### The task
Arrange the material from the line with "Go through each" to the line with "box: [429, 308, 520, 397]" as a Markdown table with the columns Row and Material line, numbering each line and leaving out any blank ones.

### Raw data
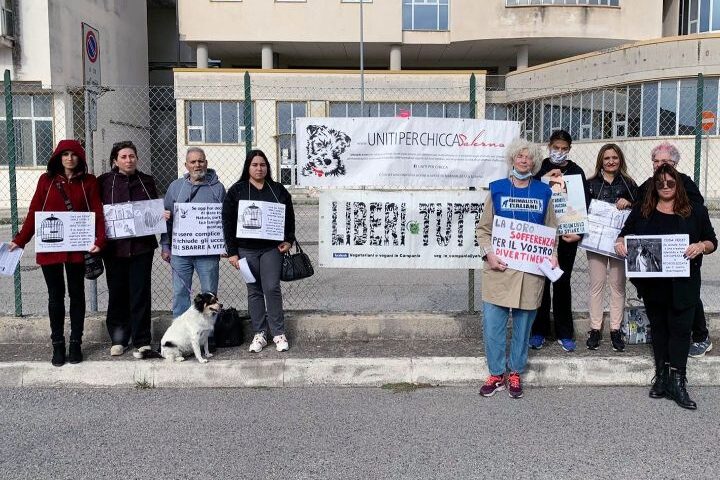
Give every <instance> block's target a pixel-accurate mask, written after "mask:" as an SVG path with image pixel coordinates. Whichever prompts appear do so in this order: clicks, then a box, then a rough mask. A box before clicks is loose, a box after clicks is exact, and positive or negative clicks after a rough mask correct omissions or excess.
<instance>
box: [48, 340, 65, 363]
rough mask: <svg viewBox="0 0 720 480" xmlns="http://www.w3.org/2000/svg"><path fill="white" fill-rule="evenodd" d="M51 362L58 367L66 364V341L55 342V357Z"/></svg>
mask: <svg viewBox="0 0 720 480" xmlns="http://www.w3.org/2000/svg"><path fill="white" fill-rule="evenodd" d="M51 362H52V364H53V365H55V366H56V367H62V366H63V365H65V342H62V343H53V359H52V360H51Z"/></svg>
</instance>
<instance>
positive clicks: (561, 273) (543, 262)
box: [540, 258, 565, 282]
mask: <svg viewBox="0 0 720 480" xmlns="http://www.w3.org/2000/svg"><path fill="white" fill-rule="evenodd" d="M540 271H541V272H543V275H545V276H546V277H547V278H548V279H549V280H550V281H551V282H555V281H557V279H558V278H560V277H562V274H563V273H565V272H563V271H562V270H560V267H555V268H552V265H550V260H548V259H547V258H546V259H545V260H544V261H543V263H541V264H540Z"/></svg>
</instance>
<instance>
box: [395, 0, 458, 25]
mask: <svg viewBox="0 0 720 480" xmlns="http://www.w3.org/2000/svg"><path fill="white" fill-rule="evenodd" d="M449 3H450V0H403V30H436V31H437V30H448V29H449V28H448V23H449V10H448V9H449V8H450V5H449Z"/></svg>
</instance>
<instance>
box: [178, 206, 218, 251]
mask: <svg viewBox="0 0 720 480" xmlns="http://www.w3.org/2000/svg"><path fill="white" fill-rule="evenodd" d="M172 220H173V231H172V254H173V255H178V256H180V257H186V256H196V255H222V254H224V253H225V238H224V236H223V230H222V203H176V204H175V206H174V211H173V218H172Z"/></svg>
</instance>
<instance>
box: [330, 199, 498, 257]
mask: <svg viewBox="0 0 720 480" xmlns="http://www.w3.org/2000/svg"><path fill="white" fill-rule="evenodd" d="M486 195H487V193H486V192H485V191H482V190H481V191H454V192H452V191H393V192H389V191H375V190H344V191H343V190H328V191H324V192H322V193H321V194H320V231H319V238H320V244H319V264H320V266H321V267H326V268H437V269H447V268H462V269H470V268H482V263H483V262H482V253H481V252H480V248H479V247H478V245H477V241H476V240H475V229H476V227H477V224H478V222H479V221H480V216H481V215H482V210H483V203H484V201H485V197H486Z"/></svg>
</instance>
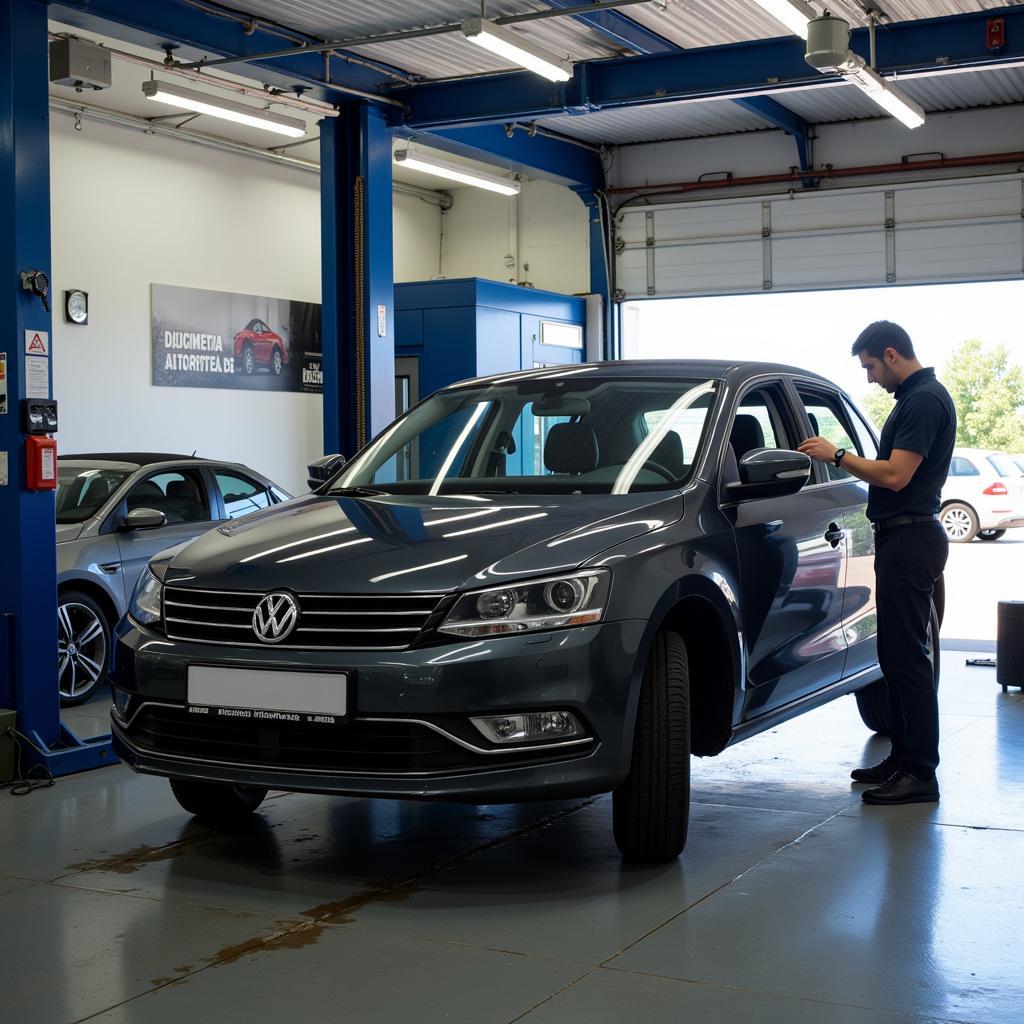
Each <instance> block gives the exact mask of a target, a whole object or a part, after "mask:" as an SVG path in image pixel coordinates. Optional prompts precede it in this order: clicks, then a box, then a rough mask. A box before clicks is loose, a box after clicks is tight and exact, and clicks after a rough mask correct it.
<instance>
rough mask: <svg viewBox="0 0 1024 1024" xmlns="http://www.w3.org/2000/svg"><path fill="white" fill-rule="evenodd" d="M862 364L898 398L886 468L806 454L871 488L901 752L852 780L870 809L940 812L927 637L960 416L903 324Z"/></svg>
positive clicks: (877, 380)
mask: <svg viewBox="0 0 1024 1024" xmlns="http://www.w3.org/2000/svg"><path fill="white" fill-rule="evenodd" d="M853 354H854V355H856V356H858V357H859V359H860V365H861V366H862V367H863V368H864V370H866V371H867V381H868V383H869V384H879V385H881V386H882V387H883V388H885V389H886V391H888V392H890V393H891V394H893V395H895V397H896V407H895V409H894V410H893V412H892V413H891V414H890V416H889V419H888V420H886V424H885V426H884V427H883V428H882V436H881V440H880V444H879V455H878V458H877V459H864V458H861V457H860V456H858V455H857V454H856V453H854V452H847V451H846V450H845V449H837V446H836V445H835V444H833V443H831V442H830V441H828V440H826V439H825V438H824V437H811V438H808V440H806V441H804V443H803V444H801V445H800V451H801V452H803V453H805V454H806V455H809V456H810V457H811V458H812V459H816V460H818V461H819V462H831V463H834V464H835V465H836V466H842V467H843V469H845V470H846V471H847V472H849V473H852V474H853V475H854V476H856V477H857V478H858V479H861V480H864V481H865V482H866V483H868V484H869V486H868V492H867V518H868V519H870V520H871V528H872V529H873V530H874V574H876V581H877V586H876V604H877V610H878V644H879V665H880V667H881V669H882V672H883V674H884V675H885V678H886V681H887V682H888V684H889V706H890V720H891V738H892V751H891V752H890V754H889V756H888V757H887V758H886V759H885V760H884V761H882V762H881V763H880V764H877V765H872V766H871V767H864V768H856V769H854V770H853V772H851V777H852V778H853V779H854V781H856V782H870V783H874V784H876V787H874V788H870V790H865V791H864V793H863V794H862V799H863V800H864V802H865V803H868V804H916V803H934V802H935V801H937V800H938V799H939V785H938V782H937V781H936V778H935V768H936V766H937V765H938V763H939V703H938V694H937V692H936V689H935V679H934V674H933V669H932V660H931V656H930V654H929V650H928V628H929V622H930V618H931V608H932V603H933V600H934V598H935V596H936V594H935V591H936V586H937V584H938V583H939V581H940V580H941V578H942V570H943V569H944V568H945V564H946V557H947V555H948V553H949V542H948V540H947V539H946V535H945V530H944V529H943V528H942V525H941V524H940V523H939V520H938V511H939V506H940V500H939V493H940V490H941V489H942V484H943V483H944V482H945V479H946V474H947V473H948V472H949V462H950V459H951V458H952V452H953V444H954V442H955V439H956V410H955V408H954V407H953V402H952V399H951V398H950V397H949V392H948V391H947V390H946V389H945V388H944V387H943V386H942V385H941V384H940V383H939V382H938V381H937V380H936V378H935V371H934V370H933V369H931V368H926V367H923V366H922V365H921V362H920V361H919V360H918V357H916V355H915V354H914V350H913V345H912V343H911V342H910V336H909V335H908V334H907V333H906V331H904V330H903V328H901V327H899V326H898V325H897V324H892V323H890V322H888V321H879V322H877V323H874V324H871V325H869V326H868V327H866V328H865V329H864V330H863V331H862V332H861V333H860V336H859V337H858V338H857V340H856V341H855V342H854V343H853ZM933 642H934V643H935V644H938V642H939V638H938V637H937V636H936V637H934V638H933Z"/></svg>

---

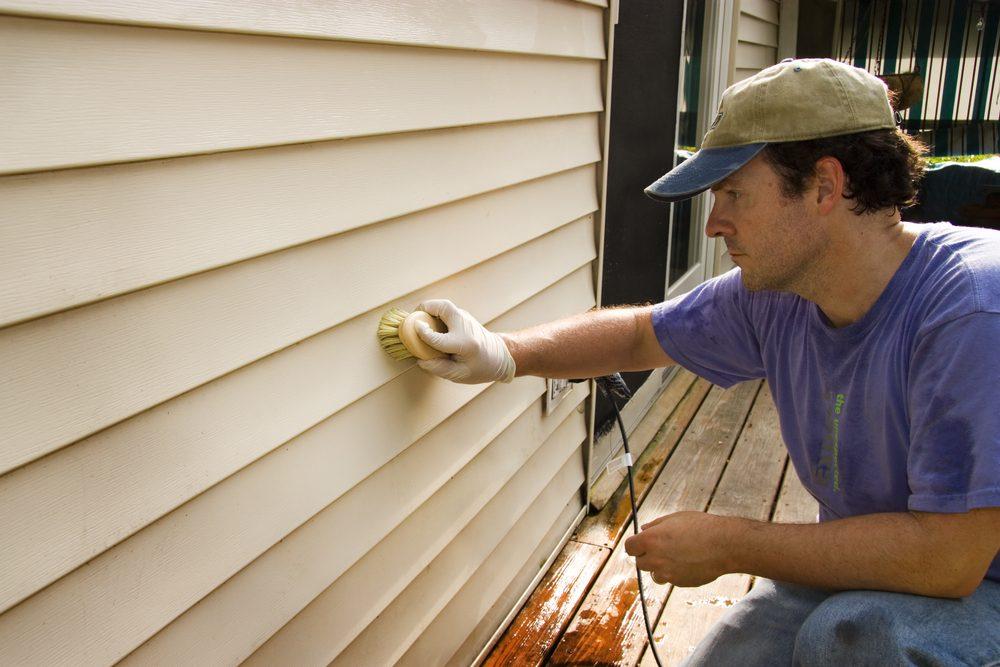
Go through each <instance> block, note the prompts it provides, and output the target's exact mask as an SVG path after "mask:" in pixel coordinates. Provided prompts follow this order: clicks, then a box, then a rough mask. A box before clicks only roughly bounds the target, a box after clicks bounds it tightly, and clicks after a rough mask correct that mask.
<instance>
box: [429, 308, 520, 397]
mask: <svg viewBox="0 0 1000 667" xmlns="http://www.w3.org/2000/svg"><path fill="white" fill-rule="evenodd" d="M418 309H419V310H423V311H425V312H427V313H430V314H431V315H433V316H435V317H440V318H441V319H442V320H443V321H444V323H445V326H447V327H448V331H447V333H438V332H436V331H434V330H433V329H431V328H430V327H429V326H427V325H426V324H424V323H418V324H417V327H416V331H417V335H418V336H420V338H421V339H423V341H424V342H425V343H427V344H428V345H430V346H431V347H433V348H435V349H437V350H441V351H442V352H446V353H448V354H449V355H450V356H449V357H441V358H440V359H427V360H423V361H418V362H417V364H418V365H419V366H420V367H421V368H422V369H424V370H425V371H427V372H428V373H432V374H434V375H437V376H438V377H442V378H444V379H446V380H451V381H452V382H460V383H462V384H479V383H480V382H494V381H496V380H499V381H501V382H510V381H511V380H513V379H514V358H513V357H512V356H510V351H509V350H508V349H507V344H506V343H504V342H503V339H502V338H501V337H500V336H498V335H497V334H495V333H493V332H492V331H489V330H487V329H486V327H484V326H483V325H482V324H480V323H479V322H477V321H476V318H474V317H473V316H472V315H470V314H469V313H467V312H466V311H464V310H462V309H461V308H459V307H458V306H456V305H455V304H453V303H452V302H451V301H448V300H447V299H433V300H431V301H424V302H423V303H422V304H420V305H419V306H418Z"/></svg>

==

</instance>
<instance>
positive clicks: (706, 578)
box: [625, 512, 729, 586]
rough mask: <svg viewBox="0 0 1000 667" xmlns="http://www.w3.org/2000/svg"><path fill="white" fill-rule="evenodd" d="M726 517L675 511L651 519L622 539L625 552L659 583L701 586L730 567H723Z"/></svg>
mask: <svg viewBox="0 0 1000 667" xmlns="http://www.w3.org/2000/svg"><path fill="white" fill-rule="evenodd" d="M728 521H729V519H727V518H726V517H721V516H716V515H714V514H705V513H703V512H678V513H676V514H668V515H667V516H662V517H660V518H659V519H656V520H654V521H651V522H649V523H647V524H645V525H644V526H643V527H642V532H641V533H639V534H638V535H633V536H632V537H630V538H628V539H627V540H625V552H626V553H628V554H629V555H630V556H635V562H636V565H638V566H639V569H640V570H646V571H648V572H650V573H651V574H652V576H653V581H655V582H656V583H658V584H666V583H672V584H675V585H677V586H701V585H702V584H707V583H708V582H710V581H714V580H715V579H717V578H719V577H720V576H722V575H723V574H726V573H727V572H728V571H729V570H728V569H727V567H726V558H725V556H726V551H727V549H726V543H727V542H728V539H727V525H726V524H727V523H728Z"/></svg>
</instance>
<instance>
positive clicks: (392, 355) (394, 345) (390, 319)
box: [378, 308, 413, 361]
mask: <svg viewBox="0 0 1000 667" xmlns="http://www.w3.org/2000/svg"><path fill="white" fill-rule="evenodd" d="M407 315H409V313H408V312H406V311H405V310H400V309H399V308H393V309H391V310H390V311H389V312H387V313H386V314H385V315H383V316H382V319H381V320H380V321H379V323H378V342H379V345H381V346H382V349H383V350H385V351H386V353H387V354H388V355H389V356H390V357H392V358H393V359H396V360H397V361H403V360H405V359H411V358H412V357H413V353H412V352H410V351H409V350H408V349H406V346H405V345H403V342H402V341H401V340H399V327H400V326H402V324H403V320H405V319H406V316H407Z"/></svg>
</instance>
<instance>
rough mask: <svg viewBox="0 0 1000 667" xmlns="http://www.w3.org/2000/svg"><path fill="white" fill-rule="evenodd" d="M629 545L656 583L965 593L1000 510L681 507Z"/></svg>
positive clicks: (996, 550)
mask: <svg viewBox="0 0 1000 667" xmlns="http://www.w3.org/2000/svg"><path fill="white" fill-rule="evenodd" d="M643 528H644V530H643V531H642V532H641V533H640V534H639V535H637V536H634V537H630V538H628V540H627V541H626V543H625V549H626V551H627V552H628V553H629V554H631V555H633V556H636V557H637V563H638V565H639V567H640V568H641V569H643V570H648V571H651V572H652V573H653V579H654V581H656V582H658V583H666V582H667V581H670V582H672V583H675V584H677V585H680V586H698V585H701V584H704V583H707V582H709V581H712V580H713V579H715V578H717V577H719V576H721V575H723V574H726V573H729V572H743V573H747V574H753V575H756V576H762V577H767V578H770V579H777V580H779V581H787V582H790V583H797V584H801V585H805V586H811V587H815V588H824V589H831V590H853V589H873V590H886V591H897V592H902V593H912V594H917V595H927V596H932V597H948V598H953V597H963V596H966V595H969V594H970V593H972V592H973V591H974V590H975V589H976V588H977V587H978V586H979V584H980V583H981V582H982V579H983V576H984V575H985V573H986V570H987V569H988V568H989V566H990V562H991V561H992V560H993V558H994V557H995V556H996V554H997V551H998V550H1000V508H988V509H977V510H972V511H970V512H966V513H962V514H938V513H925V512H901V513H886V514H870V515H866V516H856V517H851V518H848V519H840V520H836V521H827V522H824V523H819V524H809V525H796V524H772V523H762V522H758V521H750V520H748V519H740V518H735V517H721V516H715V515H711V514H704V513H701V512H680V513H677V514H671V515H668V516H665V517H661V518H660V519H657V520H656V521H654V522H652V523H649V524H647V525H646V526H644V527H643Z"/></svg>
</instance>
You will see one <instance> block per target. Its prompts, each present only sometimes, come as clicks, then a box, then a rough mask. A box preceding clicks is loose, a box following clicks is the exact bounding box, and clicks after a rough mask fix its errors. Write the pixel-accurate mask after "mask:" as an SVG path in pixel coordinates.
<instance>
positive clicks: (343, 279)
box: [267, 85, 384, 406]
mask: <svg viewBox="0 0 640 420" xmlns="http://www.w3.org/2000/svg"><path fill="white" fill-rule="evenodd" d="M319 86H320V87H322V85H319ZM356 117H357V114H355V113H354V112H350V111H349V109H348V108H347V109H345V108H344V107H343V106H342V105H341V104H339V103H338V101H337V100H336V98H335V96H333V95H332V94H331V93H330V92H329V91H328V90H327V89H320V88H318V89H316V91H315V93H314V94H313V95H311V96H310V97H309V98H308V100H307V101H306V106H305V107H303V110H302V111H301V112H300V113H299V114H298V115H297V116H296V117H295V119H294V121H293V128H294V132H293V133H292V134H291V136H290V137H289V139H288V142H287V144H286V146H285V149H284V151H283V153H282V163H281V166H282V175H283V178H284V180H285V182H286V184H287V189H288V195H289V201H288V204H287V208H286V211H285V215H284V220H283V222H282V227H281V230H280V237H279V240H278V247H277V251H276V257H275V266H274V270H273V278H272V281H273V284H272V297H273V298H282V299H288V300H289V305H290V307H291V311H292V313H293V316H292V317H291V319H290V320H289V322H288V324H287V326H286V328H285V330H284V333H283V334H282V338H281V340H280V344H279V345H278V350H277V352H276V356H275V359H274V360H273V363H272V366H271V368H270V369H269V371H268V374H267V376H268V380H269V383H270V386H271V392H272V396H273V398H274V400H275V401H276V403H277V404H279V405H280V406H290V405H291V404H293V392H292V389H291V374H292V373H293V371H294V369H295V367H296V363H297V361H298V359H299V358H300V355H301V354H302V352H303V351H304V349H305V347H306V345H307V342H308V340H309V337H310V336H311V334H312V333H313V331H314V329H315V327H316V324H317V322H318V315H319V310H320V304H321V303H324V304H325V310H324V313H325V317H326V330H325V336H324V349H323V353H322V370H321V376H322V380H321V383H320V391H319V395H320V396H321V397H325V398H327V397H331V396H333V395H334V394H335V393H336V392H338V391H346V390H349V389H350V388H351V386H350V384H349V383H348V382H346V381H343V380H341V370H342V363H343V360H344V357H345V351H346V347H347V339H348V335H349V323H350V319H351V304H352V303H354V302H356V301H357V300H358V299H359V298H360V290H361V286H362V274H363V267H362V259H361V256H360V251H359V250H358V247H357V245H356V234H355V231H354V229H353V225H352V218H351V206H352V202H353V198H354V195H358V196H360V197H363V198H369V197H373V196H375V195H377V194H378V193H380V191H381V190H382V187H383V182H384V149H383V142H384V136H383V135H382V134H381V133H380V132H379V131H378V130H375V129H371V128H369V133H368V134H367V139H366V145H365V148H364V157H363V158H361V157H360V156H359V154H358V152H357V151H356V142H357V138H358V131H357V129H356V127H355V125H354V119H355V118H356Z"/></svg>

### Answer for this exercise
| Row | Material line |
|---|---|
| 1 | Go through each <instance> block, note the prompts it provides, and output the target's exact mask as an SVG path after "mask:" in pixel coordinates. Provided prompts follow this order: clicks, then a box, then a rough mask. A box before clicks only roughly bounds the target, a box after clicks bounds it tightly, and clicks after a rough mask correct that mask. |
| 2 | <instance> |
| 3 | box: [429, 308, 520, 397] |